PROBLEM TO SOLVE: Please restate, word for word, each line from the one containing "the column capital." through the end of the entries below.

DATA SHOWN:
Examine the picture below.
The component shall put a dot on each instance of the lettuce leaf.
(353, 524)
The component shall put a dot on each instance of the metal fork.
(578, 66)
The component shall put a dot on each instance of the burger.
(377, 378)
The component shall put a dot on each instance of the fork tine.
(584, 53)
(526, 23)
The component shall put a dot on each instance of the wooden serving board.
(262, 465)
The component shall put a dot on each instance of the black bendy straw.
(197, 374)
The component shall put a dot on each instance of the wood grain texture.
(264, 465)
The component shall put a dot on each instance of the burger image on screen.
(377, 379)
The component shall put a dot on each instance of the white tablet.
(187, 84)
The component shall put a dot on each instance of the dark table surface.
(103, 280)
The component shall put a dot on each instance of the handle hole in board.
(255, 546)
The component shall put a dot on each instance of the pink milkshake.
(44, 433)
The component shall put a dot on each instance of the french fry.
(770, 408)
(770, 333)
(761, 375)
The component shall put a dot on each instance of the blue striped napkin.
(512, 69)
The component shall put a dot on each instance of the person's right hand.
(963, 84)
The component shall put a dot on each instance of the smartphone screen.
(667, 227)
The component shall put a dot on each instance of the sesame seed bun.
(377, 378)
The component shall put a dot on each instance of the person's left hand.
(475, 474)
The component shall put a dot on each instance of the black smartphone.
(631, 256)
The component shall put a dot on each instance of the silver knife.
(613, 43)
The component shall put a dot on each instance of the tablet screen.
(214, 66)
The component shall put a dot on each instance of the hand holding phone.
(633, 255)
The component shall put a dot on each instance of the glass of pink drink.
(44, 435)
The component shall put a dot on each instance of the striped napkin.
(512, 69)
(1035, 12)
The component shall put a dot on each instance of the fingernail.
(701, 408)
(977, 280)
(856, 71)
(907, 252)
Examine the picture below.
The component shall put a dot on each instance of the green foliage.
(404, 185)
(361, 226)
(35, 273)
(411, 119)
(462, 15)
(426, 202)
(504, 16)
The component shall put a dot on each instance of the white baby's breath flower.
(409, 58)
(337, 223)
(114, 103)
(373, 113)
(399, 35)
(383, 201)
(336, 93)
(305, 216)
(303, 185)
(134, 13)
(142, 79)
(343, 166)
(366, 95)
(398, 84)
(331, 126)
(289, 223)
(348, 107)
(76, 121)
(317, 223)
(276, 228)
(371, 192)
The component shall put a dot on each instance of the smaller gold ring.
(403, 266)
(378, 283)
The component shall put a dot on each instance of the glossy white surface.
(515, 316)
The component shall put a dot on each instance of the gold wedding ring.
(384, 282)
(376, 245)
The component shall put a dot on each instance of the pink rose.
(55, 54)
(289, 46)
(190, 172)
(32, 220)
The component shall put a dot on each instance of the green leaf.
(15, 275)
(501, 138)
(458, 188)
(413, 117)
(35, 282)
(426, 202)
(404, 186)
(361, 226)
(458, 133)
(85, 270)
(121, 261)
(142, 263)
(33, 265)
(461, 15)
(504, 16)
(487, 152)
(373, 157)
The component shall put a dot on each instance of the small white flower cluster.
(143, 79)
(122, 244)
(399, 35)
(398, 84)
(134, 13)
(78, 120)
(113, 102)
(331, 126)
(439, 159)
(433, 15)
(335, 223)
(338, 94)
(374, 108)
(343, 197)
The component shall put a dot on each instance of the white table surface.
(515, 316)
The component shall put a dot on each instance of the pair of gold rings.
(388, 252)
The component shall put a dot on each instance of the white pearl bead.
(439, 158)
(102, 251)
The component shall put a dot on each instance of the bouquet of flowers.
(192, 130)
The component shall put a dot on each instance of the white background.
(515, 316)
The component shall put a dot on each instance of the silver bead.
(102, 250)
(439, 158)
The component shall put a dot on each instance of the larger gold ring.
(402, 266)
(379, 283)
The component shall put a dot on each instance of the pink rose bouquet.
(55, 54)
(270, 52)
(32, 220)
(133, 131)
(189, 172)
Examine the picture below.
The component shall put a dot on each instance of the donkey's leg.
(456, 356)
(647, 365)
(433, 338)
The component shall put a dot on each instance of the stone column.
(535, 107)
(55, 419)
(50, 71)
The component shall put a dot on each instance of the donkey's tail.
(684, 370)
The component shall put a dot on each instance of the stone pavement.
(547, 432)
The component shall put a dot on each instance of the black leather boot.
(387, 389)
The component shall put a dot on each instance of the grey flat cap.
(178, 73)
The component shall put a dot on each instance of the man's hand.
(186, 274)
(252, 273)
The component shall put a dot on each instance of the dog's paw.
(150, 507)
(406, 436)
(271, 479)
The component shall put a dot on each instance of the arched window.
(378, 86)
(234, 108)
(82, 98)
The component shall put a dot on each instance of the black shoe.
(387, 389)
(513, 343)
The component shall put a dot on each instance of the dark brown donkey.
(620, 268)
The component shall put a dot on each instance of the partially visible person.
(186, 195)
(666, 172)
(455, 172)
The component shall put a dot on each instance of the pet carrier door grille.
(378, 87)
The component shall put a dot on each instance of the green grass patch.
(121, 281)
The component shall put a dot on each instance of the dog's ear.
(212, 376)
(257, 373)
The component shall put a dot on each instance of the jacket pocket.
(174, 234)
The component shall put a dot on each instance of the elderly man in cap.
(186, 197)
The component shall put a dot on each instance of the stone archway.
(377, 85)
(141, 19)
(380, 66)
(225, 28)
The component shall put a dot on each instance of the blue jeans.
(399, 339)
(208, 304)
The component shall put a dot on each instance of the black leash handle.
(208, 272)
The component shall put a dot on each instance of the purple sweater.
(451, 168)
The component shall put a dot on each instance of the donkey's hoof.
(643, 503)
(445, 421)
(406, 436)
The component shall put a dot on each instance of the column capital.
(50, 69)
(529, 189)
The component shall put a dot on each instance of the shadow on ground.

EXERCISE SOLUTION:
The component shall put a dot on each instance of the column capital.
(50, 69)
(529, 189)
The component shall put a dot on each instance of the shadow on ground.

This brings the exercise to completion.